ACTION ITEM ->
Set down each record exactly as written.

EXTRACTED DATA ->
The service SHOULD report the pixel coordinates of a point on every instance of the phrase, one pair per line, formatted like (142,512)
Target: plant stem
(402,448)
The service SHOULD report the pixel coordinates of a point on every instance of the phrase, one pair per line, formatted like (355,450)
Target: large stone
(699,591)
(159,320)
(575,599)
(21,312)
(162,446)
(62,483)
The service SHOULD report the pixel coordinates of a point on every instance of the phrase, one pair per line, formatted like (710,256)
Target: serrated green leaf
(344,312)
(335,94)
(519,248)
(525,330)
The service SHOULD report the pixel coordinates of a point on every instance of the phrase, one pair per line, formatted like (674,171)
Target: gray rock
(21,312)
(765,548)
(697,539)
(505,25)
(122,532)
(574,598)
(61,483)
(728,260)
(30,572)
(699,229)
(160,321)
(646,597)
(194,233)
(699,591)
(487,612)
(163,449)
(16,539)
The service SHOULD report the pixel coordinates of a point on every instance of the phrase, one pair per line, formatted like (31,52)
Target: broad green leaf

RESPONSE TO THIS TASK ->
The service SHOULD report the pixel coordinates of a point on every instance of the phrase, one pair per line, formatted like (142,512)
Target: plant stem
(402,448)
The service SHOULD report the pixel coordinates of a point on every instance of the phrase, one pair per line, formatted like (355,450)
Target: large stone
(699,591)
(159,320)
(575,599)
(21,312)
(162,446)
(62,483)
The service SHOULD report the pixel coordinates of a point on every instance of the phrase, one pair per line, formatted like (710,256)
Target: serrated green leaf
(344,312)
(335,94)
(519,248)
(525,330)
The service SHOULD report the pixel coordinates of a point on every instance of the phrase, one pair per line, formatted like (674,171)
Target: gray rock
(21,312)
(765,548)
(697,539)
(505,25)
(122,532)
(574,598)
(61,483)
(728,260)
(30,572)
(699,229)
(160,321)
(646,597)
(194,233)
(699,591)
(487,612)
(163,449)
(16,539)
The service SHOULD report the pixel coordinates of a point on every instance of the phrase, one pair per line, formatted like (31,52)
Target: broad green leaf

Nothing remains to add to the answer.